The goal of this work is to present the novel notion of edge domination in VIG and to discuss the concepts of valid degree and cardinalities as they relate to the degree order and size of domination. The strong and weak dominations for VIG were also determined and presented using several theorems. We suggested a model for using edge and incidence domination on VIG to reduce the frequency of traffic accidents on the road transportation network. We represent domination and edge domination, including membership and non-membership functions of VIG, which produce accurate outcomes of the desirable parameters.

2. Preliminaries

In this section, we set some basic definitions for analysis from [7,13,19].

Graph G = (V, E, I), an incidence graph, holds $E\subseteq V\times$ V and I $\subseteq V\times E$, where V is the set of vertices and E is the set of edges in G.

Definition 1.

G = (V, E) is said to be an IFG where the mapping

(i)

$\mathcal{V}=\left\{\mu \left(a\right),\gamma \left(a\right)|a\in V\right\}, \mu \left(a\right):\mathcal{V}\to \left[0,1\right], \gamma \left(a\right):\mathcal{V}\to \left[0,1\right]$

where  $0 \le \mu \left(a\right)+\gamma \left(a \right) \le 1$

(ii)

*Given exercise 1*
In the edge domination passage, what did the suggested model for using edge and incidence domination on VIG aim to reduce?
*Given exercise 2*
Extend the edge domination passage from the point where it stops.

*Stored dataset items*
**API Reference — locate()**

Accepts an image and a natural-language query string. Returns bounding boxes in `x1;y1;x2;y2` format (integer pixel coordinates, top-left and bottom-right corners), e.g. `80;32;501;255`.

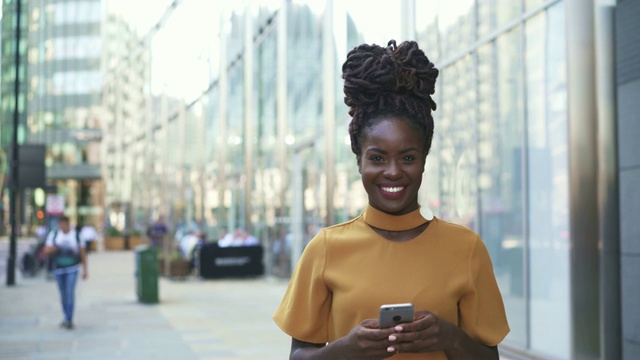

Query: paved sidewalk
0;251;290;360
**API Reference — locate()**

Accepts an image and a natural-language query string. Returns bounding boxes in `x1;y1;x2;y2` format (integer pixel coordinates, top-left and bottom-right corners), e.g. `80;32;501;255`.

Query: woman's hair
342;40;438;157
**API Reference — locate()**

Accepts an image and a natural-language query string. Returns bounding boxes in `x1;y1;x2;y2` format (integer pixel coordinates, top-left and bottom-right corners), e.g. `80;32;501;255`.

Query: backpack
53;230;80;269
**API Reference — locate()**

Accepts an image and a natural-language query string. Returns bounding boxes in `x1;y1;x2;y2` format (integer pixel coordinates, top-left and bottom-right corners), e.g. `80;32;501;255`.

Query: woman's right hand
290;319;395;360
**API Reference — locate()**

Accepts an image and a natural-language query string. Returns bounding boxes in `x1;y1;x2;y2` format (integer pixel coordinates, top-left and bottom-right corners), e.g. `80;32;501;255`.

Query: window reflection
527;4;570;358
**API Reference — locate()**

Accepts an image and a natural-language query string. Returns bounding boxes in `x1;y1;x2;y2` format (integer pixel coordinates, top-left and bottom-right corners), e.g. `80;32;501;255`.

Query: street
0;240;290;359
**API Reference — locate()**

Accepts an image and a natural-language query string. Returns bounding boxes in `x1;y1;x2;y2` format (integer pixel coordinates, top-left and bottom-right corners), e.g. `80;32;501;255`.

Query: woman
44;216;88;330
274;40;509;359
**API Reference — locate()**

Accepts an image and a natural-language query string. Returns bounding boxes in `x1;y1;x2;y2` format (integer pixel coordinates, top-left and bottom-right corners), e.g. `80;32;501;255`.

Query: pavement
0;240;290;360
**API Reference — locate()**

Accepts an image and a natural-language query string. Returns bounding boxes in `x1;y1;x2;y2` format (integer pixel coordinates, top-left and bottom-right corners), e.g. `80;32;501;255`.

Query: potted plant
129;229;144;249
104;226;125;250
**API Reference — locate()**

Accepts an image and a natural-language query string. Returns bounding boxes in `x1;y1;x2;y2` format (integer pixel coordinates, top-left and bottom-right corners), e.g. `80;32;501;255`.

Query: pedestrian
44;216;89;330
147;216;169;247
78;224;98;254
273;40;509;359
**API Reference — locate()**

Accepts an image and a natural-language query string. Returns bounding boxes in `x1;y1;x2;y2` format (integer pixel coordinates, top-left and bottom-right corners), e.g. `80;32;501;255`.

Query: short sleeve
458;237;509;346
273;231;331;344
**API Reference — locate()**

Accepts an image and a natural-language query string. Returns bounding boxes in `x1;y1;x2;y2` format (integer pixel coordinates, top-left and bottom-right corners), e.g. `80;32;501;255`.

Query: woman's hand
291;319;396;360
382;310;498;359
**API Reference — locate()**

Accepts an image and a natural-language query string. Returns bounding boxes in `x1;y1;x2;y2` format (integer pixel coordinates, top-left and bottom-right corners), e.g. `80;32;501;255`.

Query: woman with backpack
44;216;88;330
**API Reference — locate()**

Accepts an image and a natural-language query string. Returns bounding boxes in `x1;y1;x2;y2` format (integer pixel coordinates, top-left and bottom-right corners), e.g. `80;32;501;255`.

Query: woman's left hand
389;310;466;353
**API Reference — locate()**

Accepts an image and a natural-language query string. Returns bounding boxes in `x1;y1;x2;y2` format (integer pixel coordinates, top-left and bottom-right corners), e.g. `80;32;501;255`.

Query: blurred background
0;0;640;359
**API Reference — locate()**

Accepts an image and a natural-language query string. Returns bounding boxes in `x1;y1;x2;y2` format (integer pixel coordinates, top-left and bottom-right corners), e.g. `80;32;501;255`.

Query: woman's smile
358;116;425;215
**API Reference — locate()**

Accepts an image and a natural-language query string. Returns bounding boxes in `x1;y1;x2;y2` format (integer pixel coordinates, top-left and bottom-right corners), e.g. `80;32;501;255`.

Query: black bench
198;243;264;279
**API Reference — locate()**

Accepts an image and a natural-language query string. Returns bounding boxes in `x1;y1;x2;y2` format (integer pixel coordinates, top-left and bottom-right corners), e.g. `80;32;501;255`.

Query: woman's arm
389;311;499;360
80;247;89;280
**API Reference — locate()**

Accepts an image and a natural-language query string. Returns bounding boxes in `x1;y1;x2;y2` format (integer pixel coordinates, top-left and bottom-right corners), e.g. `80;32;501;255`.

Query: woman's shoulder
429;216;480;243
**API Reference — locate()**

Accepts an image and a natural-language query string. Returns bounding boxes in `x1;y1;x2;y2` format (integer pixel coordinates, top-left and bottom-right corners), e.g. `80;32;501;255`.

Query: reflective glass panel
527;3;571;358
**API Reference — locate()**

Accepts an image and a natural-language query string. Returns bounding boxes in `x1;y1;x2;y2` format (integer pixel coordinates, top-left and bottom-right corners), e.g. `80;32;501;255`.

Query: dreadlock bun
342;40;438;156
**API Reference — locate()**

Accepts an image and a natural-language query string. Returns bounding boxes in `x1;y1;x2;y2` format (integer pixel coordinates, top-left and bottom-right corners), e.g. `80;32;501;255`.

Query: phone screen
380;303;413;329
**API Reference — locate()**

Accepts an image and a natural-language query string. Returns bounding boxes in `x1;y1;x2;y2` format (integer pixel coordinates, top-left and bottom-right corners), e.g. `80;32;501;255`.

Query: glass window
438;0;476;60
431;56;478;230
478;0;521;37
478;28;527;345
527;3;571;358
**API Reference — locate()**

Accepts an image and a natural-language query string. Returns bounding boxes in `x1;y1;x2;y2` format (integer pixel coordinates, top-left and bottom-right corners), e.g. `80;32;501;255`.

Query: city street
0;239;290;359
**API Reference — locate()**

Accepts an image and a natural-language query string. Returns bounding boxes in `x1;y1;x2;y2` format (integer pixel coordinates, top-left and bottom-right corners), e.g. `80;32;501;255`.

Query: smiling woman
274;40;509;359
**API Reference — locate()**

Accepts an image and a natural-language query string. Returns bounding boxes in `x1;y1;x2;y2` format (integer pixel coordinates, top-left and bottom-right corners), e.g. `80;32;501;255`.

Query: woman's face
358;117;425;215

* * *

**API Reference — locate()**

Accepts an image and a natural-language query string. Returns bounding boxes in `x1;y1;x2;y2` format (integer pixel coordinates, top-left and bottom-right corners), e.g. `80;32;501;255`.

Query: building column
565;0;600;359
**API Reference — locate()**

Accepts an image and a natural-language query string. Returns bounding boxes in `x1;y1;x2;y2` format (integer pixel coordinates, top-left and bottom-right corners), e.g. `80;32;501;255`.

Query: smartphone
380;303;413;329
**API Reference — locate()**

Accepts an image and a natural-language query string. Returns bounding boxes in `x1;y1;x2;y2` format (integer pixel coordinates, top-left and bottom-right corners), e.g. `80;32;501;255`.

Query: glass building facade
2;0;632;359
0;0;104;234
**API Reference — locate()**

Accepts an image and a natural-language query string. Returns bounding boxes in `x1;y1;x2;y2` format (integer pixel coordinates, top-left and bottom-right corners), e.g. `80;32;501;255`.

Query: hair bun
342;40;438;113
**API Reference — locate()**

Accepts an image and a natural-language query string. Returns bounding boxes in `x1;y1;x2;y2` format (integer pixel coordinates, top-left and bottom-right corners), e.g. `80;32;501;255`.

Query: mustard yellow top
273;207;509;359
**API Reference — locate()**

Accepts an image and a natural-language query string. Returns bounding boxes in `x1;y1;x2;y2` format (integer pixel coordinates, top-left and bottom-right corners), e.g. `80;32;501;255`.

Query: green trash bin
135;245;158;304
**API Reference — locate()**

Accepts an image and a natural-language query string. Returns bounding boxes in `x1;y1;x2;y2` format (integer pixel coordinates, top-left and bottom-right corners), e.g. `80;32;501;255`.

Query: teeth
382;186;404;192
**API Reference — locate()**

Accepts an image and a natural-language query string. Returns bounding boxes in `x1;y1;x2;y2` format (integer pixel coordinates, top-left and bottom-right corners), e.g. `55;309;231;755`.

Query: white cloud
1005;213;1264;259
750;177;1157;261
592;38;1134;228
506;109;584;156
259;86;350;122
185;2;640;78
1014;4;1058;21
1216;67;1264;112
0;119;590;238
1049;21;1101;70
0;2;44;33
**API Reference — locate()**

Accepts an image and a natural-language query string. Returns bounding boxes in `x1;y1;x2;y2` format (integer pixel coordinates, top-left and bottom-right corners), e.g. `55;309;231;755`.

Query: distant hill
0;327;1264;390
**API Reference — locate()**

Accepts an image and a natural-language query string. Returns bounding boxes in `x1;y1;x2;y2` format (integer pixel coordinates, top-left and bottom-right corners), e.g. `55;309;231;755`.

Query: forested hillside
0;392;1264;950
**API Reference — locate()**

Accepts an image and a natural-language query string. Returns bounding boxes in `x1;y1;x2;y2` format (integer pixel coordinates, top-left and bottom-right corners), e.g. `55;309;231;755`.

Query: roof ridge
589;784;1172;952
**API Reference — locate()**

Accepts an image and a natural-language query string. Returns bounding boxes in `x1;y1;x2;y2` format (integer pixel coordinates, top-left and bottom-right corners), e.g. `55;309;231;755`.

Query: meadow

*Expected output 1*
The frequency of traffic accidents on the road transportation network.

*Expected output 2*
$ℰ \subseteq \mathcal{V}\times \mathcal{V}$ were $ℰ=\left\{\mu \left(ab\right),\gamma \left(ab\right)|ab\in E\right\}$

$\mu \left(ab\right):\mathcal{V}\times \mathcal{V} \to \left[0,1\right], \gamma \left(ab\right):\mathcal{V}\times \mathcal{V} \to \left[0,1\right]$ where $\mu \left(ab\right)\le \mu \left(a\right)\bigwedge \mu \left(b \right)$ and

$\gamma \left(ab\right)\ge \gamma \left(a\right) \bigvee \gamma \left(b \right)$ such that $0 \le \mu \left(ab\right)+\gamma \left(ab\right) \le 1$

where $\mathrm{a},\mathrm{b}\in \mathrm{V}$ ; also, $\mathsf{\mu }$ denotes the degree of membership and $\gamma$ denotes the degree of non-membership.

Definition 2.

Let $\psi$ be a fuzzy incidence of $G=\left(\sigma ,\mu \right)$, where $\sigma$ and $\mu$ are fuzzy subsets of $V and E$ respectively. Then $\tilde{G}=\left(\sigma ,\mu ,\psi \right)$ is said to be FIG if $\psi \left(v,e\right)\le \sigma \left(v\right)\bigwedge \mu \left(e\right)$ for all

$$v\in V ,e\in E.$$

Definition 3.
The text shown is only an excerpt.